> **Written exercise A**:
Answer these from the court opinion excerpt on the Intelsat Sales and Juch-Tech dispute:
(i) Between which years was Chris Nibecker one of the main contacts for Juch-Tech about its billing?
(ii) What amount did the Nibecker letter say Juch-Tech was in default for?
(iii) Which sections of the NESA does Juch-Tech say Intelsat Sales failed to follow when giving notice of termination?
> **Written exercise B**: In the court opinion excerpt on the Intelsat Sales and Juch-Tech dispute, can you recast the paragraph beginning "Now before the Court is Juch-Tech's motion" as a short bulleted list that keeps its main facts?
> **Written exercise C**: Write the next part of the court opinion excerpt on the Intelsat Sales and Juch-Tech contract dispute, starting after its last sentence.

> **Text excerpt**:
========
Chris Nibecker was an employee of Intelsat Corp. at all times during the relevant events, see Nibecker Aff., ECF No. 75, at 1, ¶ 2, but he did have interactions with Juch-Tech on behalf of Intelsat Sales regarding billing and collections under the NESA. See id. at 1-2, ¶ 3. Indeed, he was one of the main contacts for Juch-Tech about its billing with Intelsat Sales between 2008 and 2010. See id . According to Nibecker’s affidavit, this is because Intelsat Sales gave the billing department at Intelsat Corp. responsibility for sending invoices to Juch-Tech under the NESA and the Service Orders. [2] See id. Although the exact corporate relationship between Intelsat Sales and Intelsat Corp. is unclear, it is undisputed that: they are separate legal entities; only Intelsat Sales (and not Intelsat Corp.) was a signatory to the NESA; and only Intelsat Sales (and not Intelsat Corp.) was a signatory to the Service Orders. Finally, whereas the Nibecker letter stated that Juch-Tech was in default for $2,419,865, Intelsat Sales asserts through its discovery responses that Juch-Tech is liable for total damages in the amount of $43,419,032.04 due to its alleged breach of contract. [3] See ECF No. 59-15, Ex. 13 at 8 (Intelsat Sales’s Preliminary Disclosures).

Now before the Court is Juch-Tech’s motion for partial summary judgment. Juch-Tech argues that the acceleration damages provision is not available as a basis for calculating damages if Intelsat Sales wins its breach of contract claim because Intelsat Sales failed to provide notice regarding termination of the agreement in compliance with Sections 8.1 and 8.5 of the NESA. See generally Def.’s Mem. Supp. Mot. Part. Summ. J., ECF No. 59-2. As such, Juch-Tech seeks relief ordering that Intelsat Sales’s potential damages are limited to proven actual losses and compensatory damages, which would be significantly less than the more than $40 million in total damages to which Intelsat Sales believes it is entitled if contractual acceleration damages are permitted.
========
> **Information shown**:
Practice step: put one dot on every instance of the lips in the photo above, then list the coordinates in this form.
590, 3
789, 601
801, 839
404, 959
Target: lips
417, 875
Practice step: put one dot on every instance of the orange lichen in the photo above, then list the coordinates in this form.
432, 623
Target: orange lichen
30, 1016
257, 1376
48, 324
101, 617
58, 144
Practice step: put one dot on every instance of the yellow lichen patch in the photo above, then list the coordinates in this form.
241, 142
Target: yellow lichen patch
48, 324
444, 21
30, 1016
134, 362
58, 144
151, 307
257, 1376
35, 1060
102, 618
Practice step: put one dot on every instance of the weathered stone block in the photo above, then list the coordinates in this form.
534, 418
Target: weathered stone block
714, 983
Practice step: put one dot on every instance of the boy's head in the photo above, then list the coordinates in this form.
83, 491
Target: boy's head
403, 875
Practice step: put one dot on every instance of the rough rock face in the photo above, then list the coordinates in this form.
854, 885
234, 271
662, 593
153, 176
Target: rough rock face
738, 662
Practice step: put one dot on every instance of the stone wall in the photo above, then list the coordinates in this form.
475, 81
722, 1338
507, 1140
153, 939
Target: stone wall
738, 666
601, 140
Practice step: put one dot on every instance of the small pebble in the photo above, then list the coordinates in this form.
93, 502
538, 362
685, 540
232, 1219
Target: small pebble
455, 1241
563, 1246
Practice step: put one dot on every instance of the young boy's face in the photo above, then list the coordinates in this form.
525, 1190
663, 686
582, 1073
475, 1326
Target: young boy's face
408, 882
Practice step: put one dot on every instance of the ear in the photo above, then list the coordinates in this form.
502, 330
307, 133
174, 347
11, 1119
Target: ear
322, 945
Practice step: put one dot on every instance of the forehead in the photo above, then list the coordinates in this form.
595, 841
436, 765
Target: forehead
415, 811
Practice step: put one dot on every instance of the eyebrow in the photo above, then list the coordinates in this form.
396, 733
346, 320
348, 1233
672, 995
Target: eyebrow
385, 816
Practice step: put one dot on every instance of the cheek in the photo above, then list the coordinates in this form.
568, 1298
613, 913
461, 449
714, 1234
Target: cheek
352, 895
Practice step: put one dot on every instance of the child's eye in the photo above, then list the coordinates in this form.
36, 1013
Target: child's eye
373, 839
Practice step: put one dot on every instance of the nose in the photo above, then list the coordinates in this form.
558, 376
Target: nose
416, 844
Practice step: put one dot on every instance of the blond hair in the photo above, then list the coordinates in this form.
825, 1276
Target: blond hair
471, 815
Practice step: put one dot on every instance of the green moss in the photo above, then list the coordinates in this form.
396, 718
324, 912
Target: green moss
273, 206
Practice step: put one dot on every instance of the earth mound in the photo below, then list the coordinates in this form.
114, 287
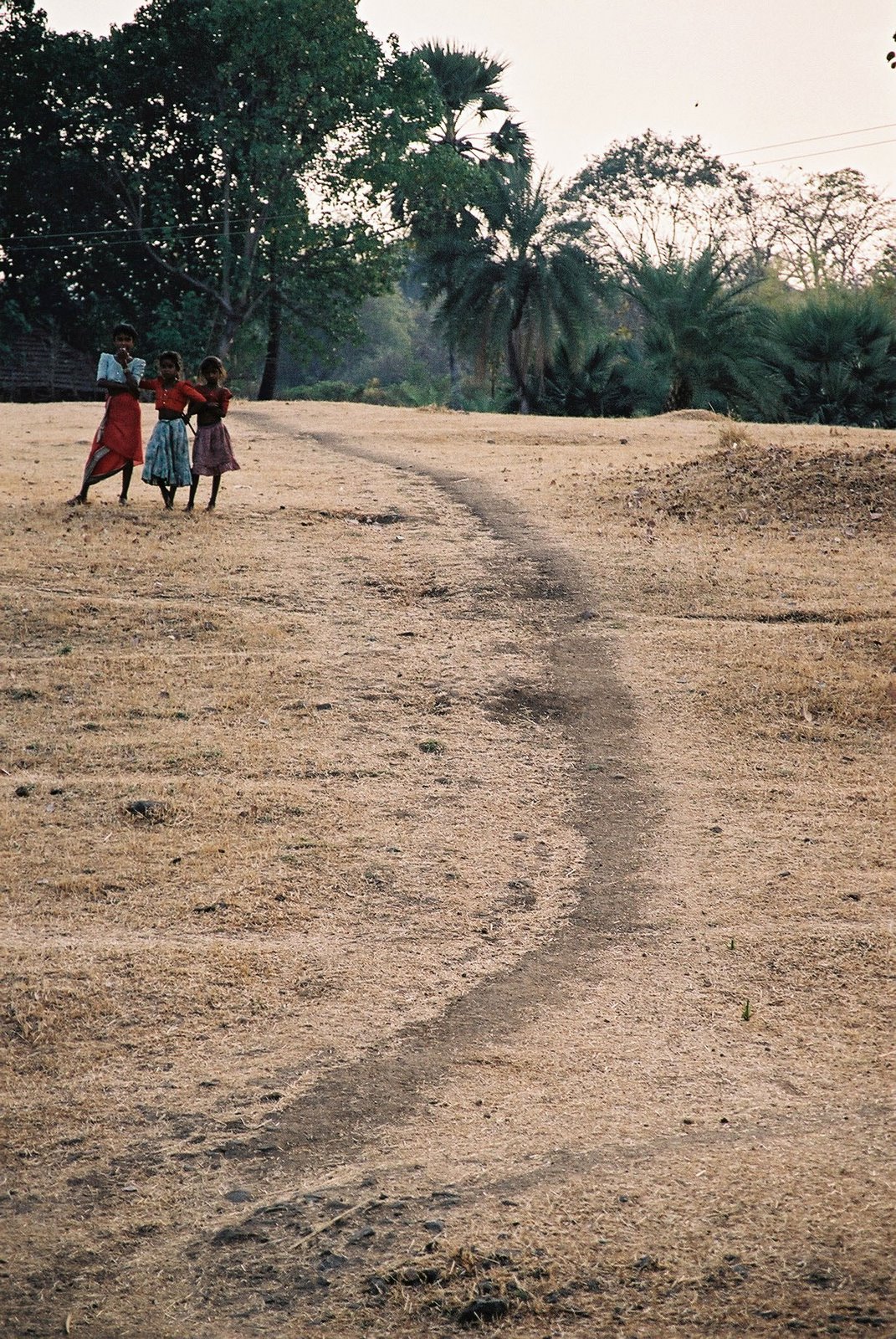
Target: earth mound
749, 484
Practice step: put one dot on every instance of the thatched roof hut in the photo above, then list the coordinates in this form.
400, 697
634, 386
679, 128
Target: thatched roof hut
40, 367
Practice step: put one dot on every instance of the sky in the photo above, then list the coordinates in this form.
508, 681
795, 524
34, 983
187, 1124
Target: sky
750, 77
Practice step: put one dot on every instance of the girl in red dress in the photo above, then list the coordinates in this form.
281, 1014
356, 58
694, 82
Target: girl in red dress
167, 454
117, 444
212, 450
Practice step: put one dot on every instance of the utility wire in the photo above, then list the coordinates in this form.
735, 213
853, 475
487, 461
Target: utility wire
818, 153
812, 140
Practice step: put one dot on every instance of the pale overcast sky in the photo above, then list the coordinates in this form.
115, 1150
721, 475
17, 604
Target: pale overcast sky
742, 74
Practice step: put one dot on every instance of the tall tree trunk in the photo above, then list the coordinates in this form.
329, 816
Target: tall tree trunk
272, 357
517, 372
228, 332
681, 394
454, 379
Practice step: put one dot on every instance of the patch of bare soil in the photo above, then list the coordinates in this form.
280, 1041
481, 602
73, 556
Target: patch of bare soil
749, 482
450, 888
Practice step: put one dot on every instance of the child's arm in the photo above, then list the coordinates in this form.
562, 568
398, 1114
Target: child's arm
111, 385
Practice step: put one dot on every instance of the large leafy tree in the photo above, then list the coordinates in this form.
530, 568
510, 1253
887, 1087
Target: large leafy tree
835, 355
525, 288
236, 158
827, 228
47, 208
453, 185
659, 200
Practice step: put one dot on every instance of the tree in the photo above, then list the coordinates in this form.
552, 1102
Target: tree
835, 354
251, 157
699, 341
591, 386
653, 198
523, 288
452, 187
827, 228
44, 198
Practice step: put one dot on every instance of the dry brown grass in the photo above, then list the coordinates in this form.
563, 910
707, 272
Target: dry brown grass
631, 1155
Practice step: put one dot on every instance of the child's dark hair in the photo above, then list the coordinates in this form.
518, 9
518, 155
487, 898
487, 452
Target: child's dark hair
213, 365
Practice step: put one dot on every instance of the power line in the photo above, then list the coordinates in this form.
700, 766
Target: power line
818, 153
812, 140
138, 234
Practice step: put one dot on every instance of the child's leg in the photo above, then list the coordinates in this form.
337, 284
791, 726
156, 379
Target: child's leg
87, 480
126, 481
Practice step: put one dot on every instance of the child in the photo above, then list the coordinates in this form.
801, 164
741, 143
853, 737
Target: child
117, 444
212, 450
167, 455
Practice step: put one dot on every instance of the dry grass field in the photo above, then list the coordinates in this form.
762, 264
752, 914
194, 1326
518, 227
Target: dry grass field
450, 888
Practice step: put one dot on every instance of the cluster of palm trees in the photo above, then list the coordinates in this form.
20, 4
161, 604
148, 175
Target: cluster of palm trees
========
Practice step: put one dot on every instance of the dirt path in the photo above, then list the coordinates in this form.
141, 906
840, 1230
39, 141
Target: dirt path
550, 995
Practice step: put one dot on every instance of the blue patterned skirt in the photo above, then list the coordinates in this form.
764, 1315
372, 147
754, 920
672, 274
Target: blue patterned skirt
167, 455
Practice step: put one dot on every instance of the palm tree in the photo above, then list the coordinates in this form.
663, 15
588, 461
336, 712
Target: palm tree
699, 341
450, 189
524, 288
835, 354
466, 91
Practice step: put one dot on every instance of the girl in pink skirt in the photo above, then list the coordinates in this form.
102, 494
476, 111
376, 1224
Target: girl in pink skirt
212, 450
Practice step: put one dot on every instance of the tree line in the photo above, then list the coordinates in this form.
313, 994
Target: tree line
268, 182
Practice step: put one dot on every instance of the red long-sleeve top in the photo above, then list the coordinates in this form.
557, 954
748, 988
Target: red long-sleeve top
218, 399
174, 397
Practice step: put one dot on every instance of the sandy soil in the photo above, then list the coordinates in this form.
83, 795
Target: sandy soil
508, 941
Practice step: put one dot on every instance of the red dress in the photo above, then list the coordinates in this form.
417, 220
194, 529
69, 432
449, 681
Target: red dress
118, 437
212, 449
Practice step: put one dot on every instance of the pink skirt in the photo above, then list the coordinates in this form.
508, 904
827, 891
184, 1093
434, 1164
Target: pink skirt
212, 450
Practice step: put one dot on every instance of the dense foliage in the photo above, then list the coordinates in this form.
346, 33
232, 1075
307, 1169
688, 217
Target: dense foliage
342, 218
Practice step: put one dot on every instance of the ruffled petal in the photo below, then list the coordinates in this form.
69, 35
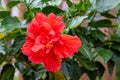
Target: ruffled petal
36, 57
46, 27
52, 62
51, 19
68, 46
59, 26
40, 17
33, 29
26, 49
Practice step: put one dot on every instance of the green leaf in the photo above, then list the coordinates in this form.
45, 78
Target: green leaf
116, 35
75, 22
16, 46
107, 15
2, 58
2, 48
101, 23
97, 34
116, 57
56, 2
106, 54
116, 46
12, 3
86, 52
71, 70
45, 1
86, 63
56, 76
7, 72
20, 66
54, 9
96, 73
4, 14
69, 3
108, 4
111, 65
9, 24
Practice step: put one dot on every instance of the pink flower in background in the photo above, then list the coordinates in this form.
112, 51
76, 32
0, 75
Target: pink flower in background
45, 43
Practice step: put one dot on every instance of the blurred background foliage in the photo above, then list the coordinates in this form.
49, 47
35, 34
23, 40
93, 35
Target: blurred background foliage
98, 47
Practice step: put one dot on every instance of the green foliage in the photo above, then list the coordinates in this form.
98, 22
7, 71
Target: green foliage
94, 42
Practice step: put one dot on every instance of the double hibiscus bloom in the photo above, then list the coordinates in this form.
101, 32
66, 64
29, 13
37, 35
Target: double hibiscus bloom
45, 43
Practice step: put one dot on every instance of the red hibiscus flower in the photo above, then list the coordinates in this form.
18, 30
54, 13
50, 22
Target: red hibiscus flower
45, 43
========
> **Exercise result A**:
(i) 2008 and 2010
(ii) $2,419,865
(iii) Sections 8.1 and 8.5

> **Exercise result B**:
- The Court is considering Juch-Tech's motion for partial summary judgment.
- Juch-Tech argues that if Intelsat Sales wins its breach of contract claim, the acceleration damages provision cannot be used to calculate damages.
- Its reason is that Intelsat Sales did not give notice of termination in compliance with Sections 8.1 and 8.5 of the NESA.
- Juch-Tech asks the Court to limit Intelsat Sales's potential damages to proven actual losses and compensatory damages.
- Those damages would be significantly less than the more than $40 million Intelsat Sales believes it is owed if contractual acceleration damages are allowed.

> **Exercise result C**:
III. ANALYSIS

A. Legal Standard For Summary Judgment Summary judgment is appropriate “if the movant shows that there is no genuine dispute as to any material fact and [thus] the movant is entitled to judgment as a matter of law.” Fed. R. Civ. P. 56(a); accord. Talavera v. Shah , 638 F.3d 303, 308 (D.C. Cir. 2011). “A fact is material if it ‘might affect the outcome of the suit under the governing law,’ and a dispute about a material fact is genuine ‘if the evidence is such that a reasonable jury could return a verdict for the nonmoving party.’” Steele v. Schafer , 535 F.3d 689, 692 (D.C. Cir. 2008) (quoting Anderson v. Liberty Lobby, Inc. , 477 U.S. 242, 248 (1986)). When Rule 56 is invoked, the moving party has the initial burden of demonstrating the absence of a genuine dispute as to any material fact. See Celotex Corp. v. Catrett , 477 U.S. 317, 323 (1986).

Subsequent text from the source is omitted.